ABOUT THIS TASK
Since only part of the records is wanted, repeat exactly the lines from the one containing "Ground gloved hand" through the last line, both included.

--------------------------------

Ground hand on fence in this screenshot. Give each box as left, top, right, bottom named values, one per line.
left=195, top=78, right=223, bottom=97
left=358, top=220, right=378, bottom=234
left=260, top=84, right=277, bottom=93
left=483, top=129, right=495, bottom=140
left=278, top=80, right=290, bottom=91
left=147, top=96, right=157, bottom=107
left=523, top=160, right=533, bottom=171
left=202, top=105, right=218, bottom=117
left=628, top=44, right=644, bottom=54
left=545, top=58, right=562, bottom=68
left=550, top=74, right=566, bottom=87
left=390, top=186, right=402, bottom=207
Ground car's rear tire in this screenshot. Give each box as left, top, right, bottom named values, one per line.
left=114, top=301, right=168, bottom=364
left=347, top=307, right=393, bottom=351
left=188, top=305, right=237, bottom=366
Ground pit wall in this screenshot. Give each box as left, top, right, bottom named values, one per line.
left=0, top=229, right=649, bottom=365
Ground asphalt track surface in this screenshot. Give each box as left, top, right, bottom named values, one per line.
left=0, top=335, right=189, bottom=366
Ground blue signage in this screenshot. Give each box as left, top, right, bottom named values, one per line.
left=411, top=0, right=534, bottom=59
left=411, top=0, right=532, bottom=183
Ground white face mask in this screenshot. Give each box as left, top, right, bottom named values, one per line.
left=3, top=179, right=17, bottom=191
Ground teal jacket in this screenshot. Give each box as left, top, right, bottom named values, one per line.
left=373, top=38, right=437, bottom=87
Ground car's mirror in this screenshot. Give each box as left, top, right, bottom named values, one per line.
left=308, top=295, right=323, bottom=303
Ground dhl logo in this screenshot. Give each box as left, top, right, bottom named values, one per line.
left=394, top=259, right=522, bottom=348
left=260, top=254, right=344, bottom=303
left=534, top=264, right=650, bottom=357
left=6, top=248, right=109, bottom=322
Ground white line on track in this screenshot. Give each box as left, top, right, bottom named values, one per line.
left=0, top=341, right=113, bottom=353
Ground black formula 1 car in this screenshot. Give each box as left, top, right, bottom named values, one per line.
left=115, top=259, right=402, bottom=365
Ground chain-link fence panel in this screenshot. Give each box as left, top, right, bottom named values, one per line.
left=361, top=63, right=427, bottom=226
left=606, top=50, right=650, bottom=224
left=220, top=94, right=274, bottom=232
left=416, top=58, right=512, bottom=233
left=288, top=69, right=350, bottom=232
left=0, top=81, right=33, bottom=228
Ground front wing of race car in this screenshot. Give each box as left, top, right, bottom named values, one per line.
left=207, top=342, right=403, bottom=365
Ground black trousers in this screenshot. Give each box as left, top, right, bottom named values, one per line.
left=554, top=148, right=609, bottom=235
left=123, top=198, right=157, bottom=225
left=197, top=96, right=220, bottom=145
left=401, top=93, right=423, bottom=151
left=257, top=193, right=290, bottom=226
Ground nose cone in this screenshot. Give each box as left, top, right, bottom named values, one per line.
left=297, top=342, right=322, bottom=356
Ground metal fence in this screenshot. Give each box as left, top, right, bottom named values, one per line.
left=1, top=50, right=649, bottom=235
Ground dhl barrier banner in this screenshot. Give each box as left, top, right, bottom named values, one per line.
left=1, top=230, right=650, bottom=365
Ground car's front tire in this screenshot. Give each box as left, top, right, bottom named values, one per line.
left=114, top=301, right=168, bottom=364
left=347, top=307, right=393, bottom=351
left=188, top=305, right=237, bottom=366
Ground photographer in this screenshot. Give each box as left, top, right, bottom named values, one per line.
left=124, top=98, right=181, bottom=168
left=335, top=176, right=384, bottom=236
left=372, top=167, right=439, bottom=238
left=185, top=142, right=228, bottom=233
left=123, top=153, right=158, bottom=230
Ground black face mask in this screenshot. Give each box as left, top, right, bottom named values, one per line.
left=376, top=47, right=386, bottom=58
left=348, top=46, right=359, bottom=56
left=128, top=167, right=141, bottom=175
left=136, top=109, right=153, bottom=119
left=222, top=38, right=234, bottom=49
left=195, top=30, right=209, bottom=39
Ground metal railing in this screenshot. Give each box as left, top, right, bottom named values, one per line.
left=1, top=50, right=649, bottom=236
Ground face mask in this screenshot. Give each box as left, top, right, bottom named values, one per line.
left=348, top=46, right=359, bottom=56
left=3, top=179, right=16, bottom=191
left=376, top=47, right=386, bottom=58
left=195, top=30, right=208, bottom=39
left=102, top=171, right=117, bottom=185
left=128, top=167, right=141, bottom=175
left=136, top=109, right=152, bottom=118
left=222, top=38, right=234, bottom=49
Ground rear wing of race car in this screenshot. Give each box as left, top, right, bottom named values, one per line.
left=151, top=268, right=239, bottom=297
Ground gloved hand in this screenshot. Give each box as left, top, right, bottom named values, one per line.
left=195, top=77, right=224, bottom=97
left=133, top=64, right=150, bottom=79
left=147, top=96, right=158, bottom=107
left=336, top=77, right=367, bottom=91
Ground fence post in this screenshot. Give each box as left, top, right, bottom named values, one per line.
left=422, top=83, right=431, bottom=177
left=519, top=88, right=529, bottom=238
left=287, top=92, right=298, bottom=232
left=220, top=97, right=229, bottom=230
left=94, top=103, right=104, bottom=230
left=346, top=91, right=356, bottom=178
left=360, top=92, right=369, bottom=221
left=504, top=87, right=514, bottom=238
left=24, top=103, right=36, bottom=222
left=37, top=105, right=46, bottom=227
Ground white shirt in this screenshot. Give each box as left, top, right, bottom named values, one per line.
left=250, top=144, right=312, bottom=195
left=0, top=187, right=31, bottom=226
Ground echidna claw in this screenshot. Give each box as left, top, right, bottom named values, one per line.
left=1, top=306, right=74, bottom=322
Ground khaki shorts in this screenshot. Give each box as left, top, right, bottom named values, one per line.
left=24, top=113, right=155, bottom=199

--------------------------------

YOUR SOLUTION
Ground gloved hand in this screenshot. Give each box as left, top, right, bottom named values, one per line.
left=195, top=77, right=224, bottom=97
left=133, top=64, right=150, bottom=79
left=147, top=96, right=158, bottom=107
left=336, top=77, right=367, bottom=91
Ground fence post in this screenshot. Give each box as left, top, right, bottom named values, one per line.
left=422, top=83, right=431, bottom=177
left=519, top=88, right=529, bottom=238
left=287, top=92, right=298, bottom=232
left=220, top=97, right=229, bottom=230
left=94, top=103, right=104, bottom=230
left=346, top=91, right=356, bottom=178
left=360, top=92, right=369, bottom=221
left=504, top=87, right=514, bottom=238
left=24, top=103, right=36, bottom=222
left=37, top=105, right=46, bottom=227
Ground white shirt in this screenshot. Give each box as left, top, right, bottom named values, one per line.
left=250, top=144, right=312, bottom=195
left=0, top=187, right=31, bottom=226
Ground echidna claw in this screenshot. Give each box as left, top, right, bottom named values, one per line.
left=1, top=306, right=74, bottom=322
Ground khaki shorts in this screenshot. Give each box as left, top, right, bottom named values, one per line.
left=24, top=113, right=155, bottom=199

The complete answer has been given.